Problem requirements:
Could you rewrite every line of the records from the line with "the silver sedan." to the line with "xmin=657 ymin=434 xmax=712 ymax=458", leaving the requests and their sample format untouched? Raise each bounding-box coordinate in the answers by 13.

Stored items

────────────────────

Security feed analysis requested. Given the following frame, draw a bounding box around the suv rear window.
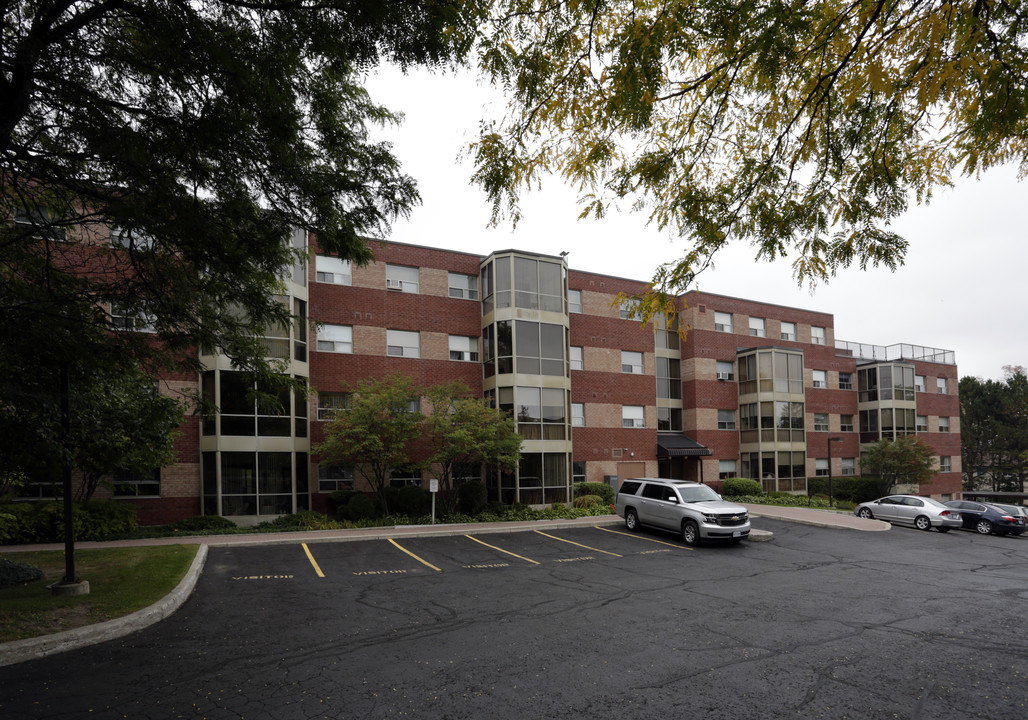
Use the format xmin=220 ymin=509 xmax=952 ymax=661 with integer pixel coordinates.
xmin=618 ymin=480 xmax=643 ymax=495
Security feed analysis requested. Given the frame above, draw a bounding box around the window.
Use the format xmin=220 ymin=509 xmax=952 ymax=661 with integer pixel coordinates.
xmin=386 ymin=265 xmax=418 ymax=293
xmin=446 ymin=273 xmax=478 ymax=300
xmin=386 ymin=330 xmax=421 ymax=358
xmin=318 ymin=325 xmax=354 ymax=353
xmin=111 ymin=468 xmax=160 ymax=498
xmin=318 ymin=463 xmax=354 ymax=493
xmin=111 ymin=300 xmax=157 ymax=332
xmin=713 ymin=313 xmax=732 ymax=332
xmin=718 ymin=460 xmax=739 ymax=480
xmin=657 ymin=357 xmax=682 ymax=400
xmin=621 ymin=405 xmax=646 ymax=428
xmin=111 ymin=227 xmax=153 ymax=250
xmin=449 ymin=335 xmax=478 ymax=362
xmin=718 ymin=360 xmax=735 ymax=381
xmin=567 ymin=290 xmax=582 ymax=313
xmin=318 ymin=393 xmax=352 ymax=420
xmin=621 ymin=350 xmax=643 ymax=375
xmin=657 ymin=407 xmax=682 ymax=432
xmin=315 ymin=255 xmax=354 ymax=285
xmin=571 ymin=345 xmax=585 ymax=370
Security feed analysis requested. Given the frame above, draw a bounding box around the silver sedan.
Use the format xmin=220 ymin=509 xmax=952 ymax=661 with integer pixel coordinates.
xmin=853 ymin=495 xmax=961 ymax=533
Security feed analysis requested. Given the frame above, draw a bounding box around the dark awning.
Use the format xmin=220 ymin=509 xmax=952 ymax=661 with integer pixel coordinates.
xmin=657 ymin=434 xmax=712 ymax=458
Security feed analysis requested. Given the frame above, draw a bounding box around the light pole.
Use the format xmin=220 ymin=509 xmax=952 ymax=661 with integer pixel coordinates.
xmin=828 ymin=437 xmax=842 ymax=507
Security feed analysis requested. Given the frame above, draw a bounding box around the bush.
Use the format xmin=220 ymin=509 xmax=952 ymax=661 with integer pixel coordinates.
xmin=0 ymin=557 xmax=43 ymax=587
xmin=389 ymin=485 xmax=432 ymax=517
xmin=575 ymin=495 xmax=608 ymax=507
xmin=172 ymin=515 xmax=236 ymax=533
xmin=456 ymin=480 xmax=489 ymax=515
xmin=574 ymin=482 xmax=616 ymax=505
xmin=721 ymin=477 xmax=764 ymax=498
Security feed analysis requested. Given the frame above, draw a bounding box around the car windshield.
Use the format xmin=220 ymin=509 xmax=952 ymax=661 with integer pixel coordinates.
xmin=678 ymin=485 xmax=721 ymax=503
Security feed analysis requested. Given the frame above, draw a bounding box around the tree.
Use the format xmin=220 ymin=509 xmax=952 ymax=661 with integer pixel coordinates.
xmin=315 ymin=375 xmax=423 ymax=514
xmin=425 ymin=383 xmax=521 ymax=513
xmin=0 ymin=0 xmax=480 ymax=469
xmin=474 ymin=0 xmax=1028 ymax=317
xmin=860 ymin=435 xmax=937 ymax=495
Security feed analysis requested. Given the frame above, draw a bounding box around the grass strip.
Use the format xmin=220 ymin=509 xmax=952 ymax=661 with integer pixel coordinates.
xmin=0 ymin=545 xmax=198 ymax=643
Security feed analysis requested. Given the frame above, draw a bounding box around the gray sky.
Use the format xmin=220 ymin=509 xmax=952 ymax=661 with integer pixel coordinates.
xmin=368 ymin=64 xmax=1028 ymax=380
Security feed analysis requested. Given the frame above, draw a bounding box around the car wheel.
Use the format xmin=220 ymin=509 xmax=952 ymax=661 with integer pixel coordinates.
xmin=682 ymin=520 xmax=700 ymax=547
xmin=625 ymin=510 xmax=639 ymax=533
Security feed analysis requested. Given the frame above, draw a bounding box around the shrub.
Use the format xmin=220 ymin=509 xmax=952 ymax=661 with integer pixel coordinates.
xmin=574 ymin=482 xmax=616 ymax=505
xmin=575 ymin=495 xmax=608 ymax=507
xmin=722 ymin=477 xmax=764 ymax=498
xmin=0 ymin=557 xmax=43 ymax=587
xmin=456 ymin=480 xmax=489 ymax=515
xmin=172 ymin=515 xmax=236 ymax=533
xmin=389 ymin=485 xmax=432 ymax=517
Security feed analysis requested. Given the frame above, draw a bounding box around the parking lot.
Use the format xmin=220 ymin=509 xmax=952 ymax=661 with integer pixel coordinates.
xmin=0 ymin=518 xmax=1028 ymax=720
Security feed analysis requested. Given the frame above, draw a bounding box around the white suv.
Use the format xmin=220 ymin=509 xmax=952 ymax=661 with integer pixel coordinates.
xmin=615 ymin=477 xmax=749 ymax=545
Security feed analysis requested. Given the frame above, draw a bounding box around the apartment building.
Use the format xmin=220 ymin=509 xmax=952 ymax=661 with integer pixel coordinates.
xmin=102 ymin=237 xmax=960 ymax=523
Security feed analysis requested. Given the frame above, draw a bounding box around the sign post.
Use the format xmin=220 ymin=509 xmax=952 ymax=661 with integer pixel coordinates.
xmin=429 ymin=477 xmax=439 ymax=525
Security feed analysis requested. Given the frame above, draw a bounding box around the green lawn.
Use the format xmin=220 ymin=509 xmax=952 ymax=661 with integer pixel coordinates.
xmin=0 ymin=545 xmax=198 ymax=643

────────────────────

Exercise result:
Security feed analysis requested. Given the frame above, draw a bounding box around the silver sedan.
Use the format xmin=220 ymin=509 xmax=952 ymax=661 with integer pixel coordinates.
xmin=866 ymin=508 xmax=974 ymax=546
Security feed analysis requested. Given the frame above, draw a bounding box around the dark awning.
Use the format xmin=220 ymin=509 xmax=952 ymax=661 with integer pixel coordinates.
xmin=670 ymin=447 xmax=725 ymax=471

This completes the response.